Extracted information:
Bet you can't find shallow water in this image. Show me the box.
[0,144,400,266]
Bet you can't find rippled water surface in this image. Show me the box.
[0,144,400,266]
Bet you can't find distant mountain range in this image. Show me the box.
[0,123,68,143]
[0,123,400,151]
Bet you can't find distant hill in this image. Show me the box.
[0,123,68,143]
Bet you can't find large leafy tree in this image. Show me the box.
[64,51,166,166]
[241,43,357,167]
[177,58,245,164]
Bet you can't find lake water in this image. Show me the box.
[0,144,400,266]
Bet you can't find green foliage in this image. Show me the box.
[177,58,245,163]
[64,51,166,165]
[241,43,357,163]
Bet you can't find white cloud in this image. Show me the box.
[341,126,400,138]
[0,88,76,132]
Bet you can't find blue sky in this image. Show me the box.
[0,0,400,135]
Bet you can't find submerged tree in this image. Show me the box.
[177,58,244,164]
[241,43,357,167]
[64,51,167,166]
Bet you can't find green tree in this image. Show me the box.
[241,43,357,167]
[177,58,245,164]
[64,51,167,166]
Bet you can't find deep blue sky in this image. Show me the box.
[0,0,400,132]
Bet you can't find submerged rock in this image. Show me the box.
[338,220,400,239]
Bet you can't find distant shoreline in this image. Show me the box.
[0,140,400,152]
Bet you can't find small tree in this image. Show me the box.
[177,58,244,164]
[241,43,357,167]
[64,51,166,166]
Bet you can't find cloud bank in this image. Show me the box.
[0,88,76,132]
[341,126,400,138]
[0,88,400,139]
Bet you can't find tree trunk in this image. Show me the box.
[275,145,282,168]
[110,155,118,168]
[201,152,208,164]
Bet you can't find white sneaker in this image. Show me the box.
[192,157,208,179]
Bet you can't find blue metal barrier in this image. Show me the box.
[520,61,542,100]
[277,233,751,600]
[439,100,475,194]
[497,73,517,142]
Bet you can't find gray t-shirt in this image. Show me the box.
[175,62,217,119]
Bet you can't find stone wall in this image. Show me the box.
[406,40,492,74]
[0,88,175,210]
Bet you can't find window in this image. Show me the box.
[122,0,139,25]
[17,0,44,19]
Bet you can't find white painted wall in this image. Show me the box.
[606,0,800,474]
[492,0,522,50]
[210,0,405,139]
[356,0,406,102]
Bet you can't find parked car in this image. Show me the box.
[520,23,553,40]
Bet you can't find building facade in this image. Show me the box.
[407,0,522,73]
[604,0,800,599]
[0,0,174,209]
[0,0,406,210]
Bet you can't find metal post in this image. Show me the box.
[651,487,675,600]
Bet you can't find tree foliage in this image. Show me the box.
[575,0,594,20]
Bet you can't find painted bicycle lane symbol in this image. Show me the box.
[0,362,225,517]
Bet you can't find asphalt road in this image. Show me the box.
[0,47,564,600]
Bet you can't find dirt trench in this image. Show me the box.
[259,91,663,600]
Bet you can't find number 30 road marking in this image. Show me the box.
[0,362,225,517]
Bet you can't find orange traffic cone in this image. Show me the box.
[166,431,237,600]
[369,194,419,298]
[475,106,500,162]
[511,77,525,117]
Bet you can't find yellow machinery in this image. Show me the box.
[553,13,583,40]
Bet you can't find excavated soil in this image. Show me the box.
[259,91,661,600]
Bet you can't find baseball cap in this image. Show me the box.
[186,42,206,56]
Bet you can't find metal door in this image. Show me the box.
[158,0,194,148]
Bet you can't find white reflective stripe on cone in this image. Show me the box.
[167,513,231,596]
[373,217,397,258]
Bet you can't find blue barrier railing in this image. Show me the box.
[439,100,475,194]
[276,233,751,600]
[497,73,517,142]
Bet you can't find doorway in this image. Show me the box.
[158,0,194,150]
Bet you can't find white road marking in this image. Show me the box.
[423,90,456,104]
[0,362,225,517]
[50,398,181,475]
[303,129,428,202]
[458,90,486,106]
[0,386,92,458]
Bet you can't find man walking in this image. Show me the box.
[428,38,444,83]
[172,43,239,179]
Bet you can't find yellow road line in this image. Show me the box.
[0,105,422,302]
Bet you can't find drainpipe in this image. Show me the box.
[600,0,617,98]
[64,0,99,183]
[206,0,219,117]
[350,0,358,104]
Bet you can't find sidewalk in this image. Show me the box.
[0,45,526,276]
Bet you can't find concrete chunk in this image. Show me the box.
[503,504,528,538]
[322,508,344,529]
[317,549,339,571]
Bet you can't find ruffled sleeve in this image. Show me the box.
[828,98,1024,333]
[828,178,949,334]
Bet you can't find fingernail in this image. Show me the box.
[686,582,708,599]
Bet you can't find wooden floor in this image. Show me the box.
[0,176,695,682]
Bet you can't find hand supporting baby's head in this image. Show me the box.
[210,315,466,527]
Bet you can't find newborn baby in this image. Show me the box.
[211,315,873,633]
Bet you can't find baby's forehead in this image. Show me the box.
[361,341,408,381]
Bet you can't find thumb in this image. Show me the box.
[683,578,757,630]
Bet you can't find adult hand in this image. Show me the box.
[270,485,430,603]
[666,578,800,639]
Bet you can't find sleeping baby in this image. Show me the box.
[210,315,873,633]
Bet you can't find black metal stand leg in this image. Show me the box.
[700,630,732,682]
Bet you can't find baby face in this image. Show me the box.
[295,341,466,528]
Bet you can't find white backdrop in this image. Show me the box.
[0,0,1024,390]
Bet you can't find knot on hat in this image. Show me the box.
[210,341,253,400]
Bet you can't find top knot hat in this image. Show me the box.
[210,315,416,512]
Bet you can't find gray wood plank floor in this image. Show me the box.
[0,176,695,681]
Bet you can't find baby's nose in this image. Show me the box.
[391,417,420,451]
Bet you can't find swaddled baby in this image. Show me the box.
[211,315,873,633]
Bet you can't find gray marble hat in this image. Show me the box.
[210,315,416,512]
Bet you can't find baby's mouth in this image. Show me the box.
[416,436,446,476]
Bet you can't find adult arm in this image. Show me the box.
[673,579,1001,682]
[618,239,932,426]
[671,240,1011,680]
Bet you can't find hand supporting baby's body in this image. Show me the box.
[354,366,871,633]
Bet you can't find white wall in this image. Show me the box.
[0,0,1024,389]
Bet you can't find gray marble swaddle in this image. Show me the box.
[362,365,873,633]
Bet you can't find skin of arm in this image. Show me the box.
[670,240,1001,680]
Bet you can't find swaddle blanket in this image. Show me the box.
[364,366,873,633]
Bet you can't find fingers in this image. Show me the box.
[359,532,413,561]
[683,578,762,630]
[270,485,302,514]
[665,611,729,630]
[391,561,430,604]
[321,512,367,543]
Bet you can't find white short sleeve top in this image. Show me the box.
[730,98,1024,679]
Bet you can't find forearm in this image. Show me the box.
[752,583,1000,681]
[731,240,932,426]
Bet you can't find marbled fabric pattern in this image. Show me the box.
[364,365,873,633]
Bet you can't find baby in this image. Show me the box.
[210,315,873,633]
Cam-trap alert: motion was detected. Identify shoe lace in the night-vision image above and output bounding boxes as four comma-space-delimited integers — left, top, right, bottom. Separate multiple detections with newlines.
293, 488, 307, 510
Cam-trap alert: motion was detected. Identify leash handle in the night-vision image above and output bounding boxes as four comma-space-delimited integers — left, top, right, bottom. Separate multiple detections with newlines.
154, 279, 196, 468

Aim of the exercise:
Format every line of the entries above as a JSON list of strings, with one string per line and blank lines left out.

Worked solution:
[
  "Bet you can't find shallow water in this image. Show me the box.",
  "[0,144,400,266]",
  "Bet you can't find rippled water surface in this image. Show me the box.",
  "[0,144,400,266]",
  "Bet you can't find distant mountain range in this image. Show me the box.",
  "[0,123,68,143]",
  "[0,123,400,151]",
  "Bet you can't find distant hill in this image. Show me the box.",
  "[0,123,68,143]",
  "Bet you can't find large leafy tree in this image. Show me the box.",
  "[64,51,166,166]",
  "[241,43,357,167]",
  "[177,58,245,164]",
  "Bet you can't find lake water in this image. Show me the box.",
  "[0,144,400,266]",
  "Bet you can't find green foliage in this image. Show me the box.",
  "[177,58,245,163]",
  "[64,51,166,165]",
  "[241,43,357,163]",
  "Bet you can't find white cloud in this image. Show me the box.",
  "[341,126,400,138]",
  "[0,88,76,132]",
  "Bet you can't find blue sky in this image. Show me the box.",
  "[0,0,400,135]",
  "Bet you can't find submerged tree in this image. Show me the box.",
  "[177,58,244,164]",
  "[241,43,357,167]",
  "[64,51,167,166]",
  "Bet you can't find green tree in this image. Show me the box.",
  "[241,43,357,167]",
  "[177,58,245,164]",
  "[64,51,167,166]",
  "Bet you can't find deep blue sky in this image. Show me the box.",
  "[0,0,400,132]",
  "Bet you can't find submerged rock in this image. Show me the box.",
  "[338,220,400,239]",
  "Bet you can't find distant shoreline in this image. Show me the box.",
  "[0,140,400,152]",
  "Bet you can't find small tree in this image. Show me the box.",
  "[177,58,244,164]",
  "[241,43,357,167]",
  "[64,51,166,166]",
  "Bet you can't find cloud bank in this image. Show me the box.",
  "[0,88,76,132]",
  "[341,126,400,138]",
  "[0,88,400,139]",
  "Bet you can't find tree trunk in this image. Show me the box.",
  "[275,145,282,168]",
  "[110,155,118,168]",
  "[201,152,208,164]",
  "Bet you can't find white sneaker in this image. Show me the box.",
  "[192,157,208,179]",
  "Bet you can't find blue metal barrier in this image. Show me the box.",
  "[520,61,542,100]",
  "[277,233,751,600]",
  "[439,100,475,194]",
  "[497,73,517,142]",
  "Bet you can't find gray t-shirt in this image. Show me the box.",
  "[175,62,217,119]",
  "Bet you can't find stone wall in this image. Show me the box.",
  "[406,40,492,74]",
  "[0,88,175,210]",
  "Bet you can't find window in this image. Show me the box.",
  "[122,0,139,25]",
  "[17,0,44,19]",
  "Bet you can't find white painted wall in this image. Show me the box.",
  "[606,0,800,474]",
  "[492,0,522,50]",
  "[210,0,405,139]",
  "[356,0,406,102]",
  "Bet you can't find parked car in this image. Show me the box.",
  "[520,23,553,40]",
  "Bet you can't find building facade in this image. Show me the box.",
  "[407,0,522,73]",
  "[604,0,800,599]",
  "[0,0,174,209]",
  "[0,0,406,210]",
  "Bet you can't find metal post in this image. Show me the box.",
  "[651,487,675,600]",
  "Bet you can't find tree foliage in this image. Show me the box.",
  "[575,0,594,20]",
  "Bet you can't find painted bicycle lane symbol in this image. Show me the box.",
  "[0,362,225,517]",
  "Bet you can't find asphalt road in this image. Show me the box.",
  "[0,47,564,600]",
  "Bet you can't find dirt trench in this image. Show me the box.",
  "[259,91,663,600]",
  "Bet you can't find number 30 road marking in this image. Show me the box.",
  "[0,362,225,517]",
  "Bet you can't find orange traffic cone in this image. Show me the box.",
  "[166,431,237,600]",
  "[369,194,419,298]",
  "[475,106,500,162]",
  "[511,77,525,117]",
  "Bet you can't find yellow machinery in this image. Show me the box.",
  "[553,13,583,40]",
  "Bet you can't find excavated soil in this image. Show me the box.",
  "[259,91,661,600]",
  "Bet you can't find baseball cap in this image. Show me the box.",
  "[186,42,206,56]",
  "Bet you can't find metal door in this image. Show me the box.",
  "[158,0,194,148]",
  "Bet you can't find white reflective stripe on cone in this image. Show me the box.",
  "[167,513,231,596]",
  "[373,217,397,258]",
  "Bet you can't find blue barrier railing in this image. Show me the box.",
  "[439,100,475,194]",
  "[276,233,751,600]",
  "[497,73,517,142]",
  "Bet you can't find doorway in this image. Show me the box.",
  "[158,0,194,150]",
  "Bet you can't find white road marking in this image. Show me the box.",
  "[423,90,456,104]",
  "[0,362,225,517]",
  "[50,398,181,475]",
  "[303,129,428,202]",
  "[458,90,486,106]",
  "[0,386,92,458]",
  "Bet you can't find man walking in this image. Show me the box.",
  "[428,38,444,83]",
  "[172,43,239,179]",
  "Bet you can't find yellow road line in this image. Show me the box.",
  "[0,105,422,302]",
  "Bet you can't find drainpipe in this image. Show me the box.",
  "[600,0,617,98]",
  "[64,0,99,183]",
  "[206,0,219,117]",
  "[350,0,358,104]",
  "Bet you can't find sidewalk in this image. Show me the box.",
  "[0,45,526,276]",
  "Bet you can't find concrete chunk in this image. Show me the box.",
  "[503,504,528,538]",
  "[322,508,344,529]",
  "[317,549,339,571]",
  "Bet you can't find ruffled sleeve in this image. Show me the box.",
  "[828,98,1024,333]",
  "[828,178,949,334]",
  "Bet you can't find fingernail in this image. Show me the box.",
  "[686,582,708,599]",
  "Bet you can't find wooden floor in this image. Show me the box.",
  "[0,176,695,682]",
  "Bet you can't find hand supporting baby's head in this image. Show me the box.",
  "[210,315,466,527]",
  "Bet you can't find newborn baby in this image. Show me the box.",
  "[211,315,873,633]",
  "Bet you can't find baby's forehead in this image. Show me the box.",
  "[361,341,408,381]",
  "Bet you can't find thumb in this image. Show me the box.",
  "[683,578,757,630]",
  "Bet you can't find adult hand in this image. Show me the box.",
  "[270,485,430,603]",
  "[666,578,800,639]",
  "Bet you can't find sleeping baby in this image. Show me the box.",
  "[210,315,873,633]",
  "Bet you can't find black metal stand leg in this image. Show me the box.",
  "[700,630,732,682]",
  "Bet you can't find baby face in this image. Show me the box.",
  "[295,341,466,528]",
  "Bet you can't find white backdrop in this image. Show me the box.",
  "[0,0,1024,390]",
  "Bet you can't find knot on hat in this image. Show me the box.",
  "[210,341,253,400]",
  "Bet you can't find top knot hat in this image. Show me the box.",
  "[210,315,416,512]",
  "Bet you can't find gray wood plank floor in this image. Show me the box.",
  "[0,176,695,681]",
  "Bet you can't find baby's nose in this image. Show me the box.",
  "[391,417,420,451]",
  "Bet you can't find swaddled baby in this image. Show me the box.",
  "[211,315,873,633]",
  "Bet you can't find gray marble hat in this image. Show me the box.",
  "[210,315,416,512]",
  "Bet you can't find baby's mouth in this image. Show me the box.",
  "[416,436,446,476]",
  "Bet you can't find adult arm in this image. Show me the box.",
  "[673,579,1001,682]",
  "[618,239,932,426]",
  "[671,240,1011,680]",
  "Bet you can't find hand supporting baby's body in this image. Show me the box.",
  "[354,366,871,633]",
  "Bet you can't find white wall in this image. Show me the box.",
  "[0,0,1024,389]",
  "Bet you can't find gray marble swaddle in this image. Show me the box.",
  "[362,365,873,633]",
  "Bet you can't find skin of arm in this image. Show me the box.",
  "[670,240,1001,680]",
  "Bet you can't find swaddle blanket in this image. Show me the box.",
  "[364,366,873,633]",
  "Bet you can't find fingers in this image. Show me the box.",
  "[359,532,413,561]",
  "[683,578,762,630]",
  "[270,485,302,514]",
  "[665,611,729,630]",
  "[391,561,430,604]",
  "[321,512,367,543]",
  "Bet you can't find white short sleeve top in this image. Show me the box.",
  "[730,98,1024,679]",
  "Bet you can't find forearm in this image. Show me the box.",
  "[752,583,1000,681]",
  "[731,240,932,426]",
  "Bet you can't find marbled fabric pattern in this image. Show me the box.",
  "[364,365,873,633]",
  "Bet you can't find baby in this image. Show me the box.",
  "[210,315,873,633]",
  "Cam-trap alert: motion was detected. Identify shoe lace in the night-vision image above and output bounding boxes as four comma-space-delimited integers — left, top, right, bottom. Separate multiple detections with newlines.",
  "293, 488, 307, 510",
  "Cam-trap alert: motion was detected. Identify leash handle in the night-vision image above and output bounding boxes as four comma-space-delimited integers — left, top, right, bottom. Separate multiple detections with newlines.",
  "154, 279, 196, 468"
]